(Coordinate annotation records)
## BEGIN

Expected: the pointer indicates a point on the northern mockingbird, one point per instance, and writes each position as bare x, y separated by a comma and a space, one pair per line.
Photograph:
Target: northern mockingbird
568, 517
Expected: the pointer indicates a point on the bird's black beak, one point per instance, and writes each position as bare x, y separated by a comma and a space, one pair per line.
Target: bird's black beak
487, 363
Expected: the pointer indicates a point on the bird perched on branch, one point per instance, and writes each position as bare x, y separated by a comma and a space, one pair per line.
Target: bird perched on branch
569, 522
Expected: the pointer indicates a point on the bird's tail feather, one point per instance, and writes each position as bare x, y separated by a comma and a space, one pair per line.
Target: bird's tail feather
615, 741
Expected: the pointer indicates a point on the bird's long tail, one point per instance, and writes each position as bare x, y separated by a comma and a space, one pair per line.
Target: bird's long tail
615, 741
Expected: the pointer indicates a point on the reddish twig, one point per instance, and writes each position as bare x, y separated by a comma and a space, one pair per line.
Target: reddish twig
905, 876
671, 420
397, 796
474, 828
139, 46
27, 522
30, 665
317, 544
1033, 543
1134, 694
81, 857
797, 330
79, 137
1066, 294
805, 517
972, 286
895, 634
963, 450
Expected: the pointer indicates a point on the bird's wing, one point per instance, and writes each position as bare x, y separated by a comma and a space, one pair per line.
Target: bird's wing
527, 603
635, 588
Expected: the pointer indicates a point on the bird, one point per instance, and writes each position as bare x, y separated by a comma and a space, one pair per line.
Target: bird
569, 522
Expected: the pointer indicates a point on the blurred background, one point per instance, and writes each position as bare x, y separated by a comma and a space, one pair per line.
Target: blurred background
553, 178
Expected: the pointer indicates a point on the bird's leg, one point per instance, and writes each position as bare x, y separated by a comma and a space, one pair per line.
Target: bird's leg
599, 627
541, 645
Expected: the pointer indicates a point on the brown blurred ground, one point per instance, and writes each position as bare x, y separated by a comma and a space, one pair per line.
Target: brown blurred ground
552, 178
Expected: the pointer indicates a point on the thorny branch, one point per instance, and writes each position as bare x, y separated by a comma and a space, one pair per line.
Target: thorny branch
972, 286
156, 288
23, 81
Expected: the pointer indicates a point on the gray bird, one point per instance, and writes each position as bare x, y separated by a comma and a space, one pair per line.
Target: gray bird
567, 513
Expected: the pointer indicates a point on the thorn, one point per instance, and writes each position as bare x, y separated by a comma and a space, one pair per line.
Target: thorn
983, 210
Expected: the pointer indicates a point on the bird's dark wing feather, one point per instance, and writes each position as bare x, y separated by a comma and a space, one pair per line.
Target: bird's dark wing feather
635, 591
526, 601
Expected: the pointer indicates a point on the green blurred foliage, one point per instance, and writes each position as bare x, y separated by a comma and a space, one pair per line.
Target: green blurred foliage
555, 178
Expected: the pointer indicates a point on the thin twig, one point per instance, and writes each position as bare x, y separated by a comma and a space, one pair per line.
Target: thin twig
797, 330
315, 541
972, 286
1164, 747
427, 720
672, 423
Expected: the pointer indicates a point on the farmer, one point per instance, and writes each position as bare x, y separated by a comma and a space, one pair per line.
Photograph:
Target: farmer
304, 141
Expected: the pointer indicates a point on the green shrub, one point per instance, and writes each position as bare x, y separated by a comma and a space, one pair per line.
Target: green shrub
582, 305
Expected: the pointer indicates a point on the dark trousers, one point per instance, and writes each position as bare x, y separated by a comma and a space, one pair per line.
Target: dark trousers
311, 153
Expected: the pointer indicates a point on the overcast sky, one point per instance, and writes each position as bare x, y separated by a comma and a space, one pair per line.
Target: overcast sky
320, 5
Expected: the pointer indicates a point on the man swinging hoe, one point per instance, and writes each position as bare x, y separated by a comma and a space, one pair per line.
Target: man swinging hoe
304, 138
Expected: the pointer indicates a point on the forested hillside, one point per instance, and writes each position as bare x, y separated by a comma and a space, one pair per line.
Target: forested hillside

## END

#### TASK:
Reproduce the material above exactly; please quote every line of it.

#### EXERCISE SOLUTION:
Expected: the pointer indicates a point on the northern mockingbird, one point per instance, and writes each position as bare x, y separated by a comma and a space, one pair per line.
Photograph:
Target: northern mockingbird
568, 517
Expected: the pointer indicates a point on the bird's black beak, one point per instance, and writes each position as bare x, y separated by a comma and a space, one pair per line.
Target: bird's black beak
487, 363
Expected: the pointer indicates a point on the bird perched on branch, one point per instance, and writes each position as bare x, y separated by a comma and a space, one pair per line.
Target: bird perched on branch
569, 522
Expected: the pointer indicates a point on the bird's tail feather, one point per instance, and writes each position as bare x, y separated by a comma and a space, one pair per line.
Target: bird's tail feather
615, 741
Expected: the pointer indicates a point on the bird's long tail, one point per instance, and writes each position as bare x, y separated by a comma and a space, one pair per line.
Target: bird's long tail
615, 741
Expected: the pointer indicates a point on the reddish twig, one point per instance, and writes each position as bare x, y separated by a comma and a space, one pair per line.
Target: reddish twig
905, 876
671, 420
397, 796
474, 828
139, 46
27, 522
30, 665
317, 544
1033, 543
1134, 694
81, 857
797, 330
79, 137
1066, 294
805, 517
972, 286
895, 634
963, 450
Expected: the pointer indicates a point on the bird's wing, one point per instance, and writes each position as bare x, y separated by a comma and a space, one pair per line.
Target: bird's wing
527, 603
635, 588
Expected: the pointer indicates a point on the bird, one point per instance, and writes each position as bare x, y separated by a comma and a space, one pair per line.
Target: bird
569, 522
Expected: the pointer indicates a point on the blurred background, one point per instance, and writes each position as bare x, y separated by a comma and a space, one pair per line.
Target: blurred background
553, 178
Expected: the pointer indicates a point on the bird's leg, one point per instance, and writes each position as bare x, y separated by a comma and a space, one pair per line.
Target: bird's leg
599, 627
541, 645
Expected: the pointer indicates a point on the brown blurred ground, one point per instance, and writes each position as bare x, y separated by a comma and a space, one pair per line.
Target: brown blurred ground
552, 178
Expected: the pointer indicates a point on the thorny branch, one point per instance, and writes each position as bare x, y separated by a comma and a space, one pair per line.
Target: thorny branch
972, 286
156, 288
23, 81
Expected: the pointer indicates a point on the gray bird, one point per instance, and writes each position as bare x, y separated by a comma and a space, one pair per line.
Target: gray bird
567, 513
Expected: the pointer indicates a point on the thorn, one point per instance, and writes each position as bare x, y separated by a comma and a space, one pair per line.
Target: thorn
983, 210
Expected: the pointer indicates a point on the bird's dark wing feather, one point per instance, and writes each position as bare x, y separated by a comma and a space, one pair per line.
Target: bird's dark wing feather
635, 591
526, 601
Expected: the pointer indicates a point on the green blurred foliage, one point per instance, and writes each position as bare x, y separated by a comma and a space, one pair per line.
Target: green blurred foliage
555, 178
Expected: the pointer indicates a point on the thin twig, one point per instance, and writes each position as bare x, y separated by a comma and a space, one pair per line.
Target: thin twig
797, 330
315, 541
972, 286
1164, 747
427, 720
672, 423
Expected: the pointer indicates a point on the farmer, one point per instance, and writes each position as bare x, y separated by a comma and a space, one pair per line.
Photograph:
Target: farmer
304, 141
Expected: the pointer indicates a point on the green shrub, one point per instance, and writes each position as bare x, y separated by a comma and a space, one pair per line.
Target: green shrub
582, 305
Expected: the pointer indicates a point on the dark trousers, one point per instance, and writes each position as bare x, y separated by a comma and a space, one pair per line.
Target: dark trousers
311, 153
Expected: the pointer indicates a point on the overcast sky, one point per instance, and writes each position as bare x, y separated by a comma and a space, one pair per line.
Target: overcast sky
320, 5
Expected: the pointer indicates a point on the man swinging hoe, one point per instance, and writes each position as bare x, y separated by a comma and a space, one pair per line.
Target: man swinging hoe
304, 138
Expected: the pointer indicates a point on the forested hillside, one point per instance, and writes each position as bare x, y separated by a comma and a space, one pair per line.
Target: forested hillside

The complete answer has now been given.